▶ [Tarea] Reproduce sin cambios el pasaje del texto sobre la cultura de violación que aparece más abajo, desde "Todas estas cuestiones" hasta "en gran parte.", ambos incluidos.

===== Sección del documento =====

Esta vez, el tema obedece a una reivindicación que parece primaria, pero que por lo mismo es esencial. Hablamos del respeto al otro, el reconocimiento de la dignidad humana en términos tan básicos como son comprender lo que significa el consentimiento, asumir que otro ser humano no se convierte en un objeto por el hecho de tener otro sexo y que las posiciones de poder, autoridad o ventaja no dan derecho al hombre para tomar ventajas sexuales sobre la mujer.
El caso de los profesores acusados de violación, abuso o faltas a la ética docente – en el que algunos han sido condenados por la justicia – nos dan cuenta de que es un fenómeno real y más frecuente de lo que nos gustaría reconocer. Debiéndose buena parte a cierta complicidad que como hombres hemos adoptado por una cultura que nos formó en la creencia – errónea, por cierto – de que teníamos una ventaja, o un dominio natural sobre la mujer.
De lo anterior se desprenden clásicos estándares machistas: El hombre que no deja trabajar a su esposa, que le dice cómo vestirse, que controla qué amigos puede o no tener, el que manosea a una mujer en la micro o se refriega contra el cuerpo de jóvenes estudiantes aprovechando los espacios reducidos, el que le grita ordinarieces en la calle a las chicas como si alguien estuviera interesado en su asquerosa opinión. De ahí, hasta cuestiones más violentas, como el “derecho” que asumen algunos de poder tener relaciones sexuales con su pareja aun contra su voluntad (sin darse cuenta de que, eso por definición es una violación); violaciones coordinadas y en grupo como los de la ya tristemente conocida “manada”; hasta llegar a disponer de la vida mujer como hemos visto en los constantes femicidios cuyas cifras son alarmantes.
Todas estas cuestiones son hechos “reales”, no un invento caprichoso de las “feminazis”. Estamos enfrentados a una realidad cuantificable y que ha sido cuantificada, tenemos una brecha salarial cuyos números hablan de a lo menos 20% de diferencia entre hombres y mujeres por el mismo trabajo realizado y con iguales competencias profesionales; hablamos de que el promedio de edad en que las niñas comienzan a sufrir acoso callejero son los 10 años, así lo dejó ver la campaña #MiPrimerAcoso; la tasa de violencia en la pareja, la violencia económica en los hogares y ahora, el tema del acoso (en algunos casos sistemático) en las universidades de nuestro país son prueba más que suficiente para entender por qué cuando el feminismo sostiene las demandas que hoy propone, lo hace con un bagaje de hechos que las respaldan en gran parte.
De esta forma, podemos reparar en que es una cuestión de dignidad, del valor del individuo en cuanto humano, de abandonar una cultura que cosifica a la mujer en funciones domésticas, en la reproducción y crianza de los hijos, en la objetivación sexual. Porque cuestiones como el que la mujer sea libre de trabajar, de tomar anticonceptivos, votar u optar a cargos públicos, todas cosas que hoy damos por naturales y obvias, antes no lo fueron y debieron ser reprimidas, abusadas, y asesinadas en sus demandas hace apenas 100 años, para que llegaran a constituirse en los derechos, de los cuales la llamada lucha contra la “cultura de violación” es solo otra arista.
Al final, como hombres, que como el pez que no sabe que vive en el agua pues experimenta su presencia con la naturalidad de la cultura imperante, no nos queda sino ser respetuosos de lo que se señala, discutiendo, pues la opinión es algo valioso y relevante sobre temas cuestionables del movimiento como algunas desafortunadas declaraciones sobre debido proceso o la presunción de inocencia, pero con altura de miras, sin generalizaciones vagas, sin descalificaciones innecesarias, con la madurez que a nuestra sociedad le hace falta. Luego si alguna vez escucha que “estas niñitas solo buscan llamar la atención”, conteste que tiene razón y llaman la atención sobre una injusticia que es real, que durante ya demasiado tiempo ha sido naturalizada haciéndole mucho daño a la sociedad y nuestras – perdón – a las mujeres.

===== Datos registrados =====

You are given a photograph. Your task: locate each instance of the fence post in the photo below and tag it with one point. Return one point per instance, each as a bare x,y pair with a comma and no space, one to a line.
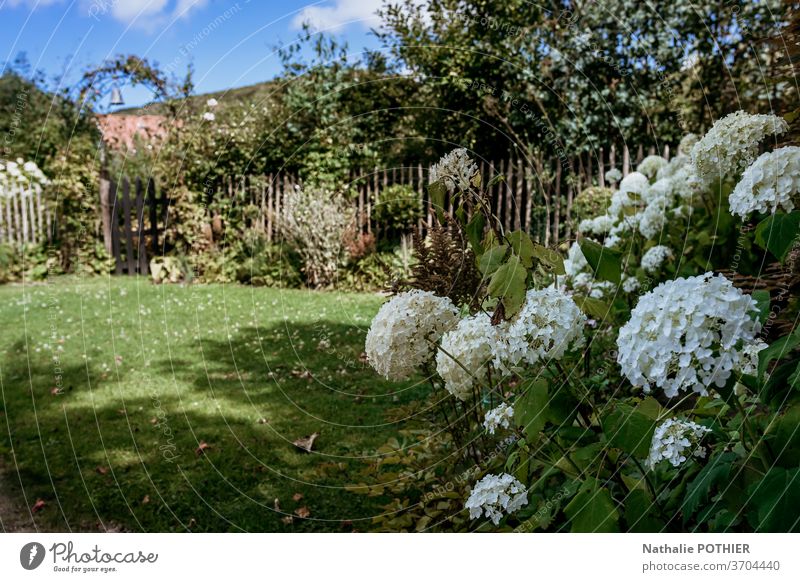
105,214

=====

▶ [Resultado]
Todas estas cuestiones son hechos “reales”, no un invento caprichoso de las “feminazis”. Estamos enfrentados a una realidad cuantificable y que ha sido cuantificada, tenemos una brecha salarial cuyos números hablan de a lo menos 20% de diferencia entre hombres y mujeres por el mismo trabajo realizado y con iguales competencias profesionales; hablamos de que el promedio de edad en que las niñas comienzan a sufrir acoso callejero son los 10 años, así lo dejó ver la campaña #MiPrimerAcoso; la tasa de violencia en la pareja, la violencia económica en los hogares y ahora, el tema del acoso (en algunos casos sistemático) en las universidades de nuestro país son prueba más que suficiente para entender por qué cuando el feminismo sostiene las demandas que hoy propone, lo hace con un bagaje de hechos que las respaldan en gran parte.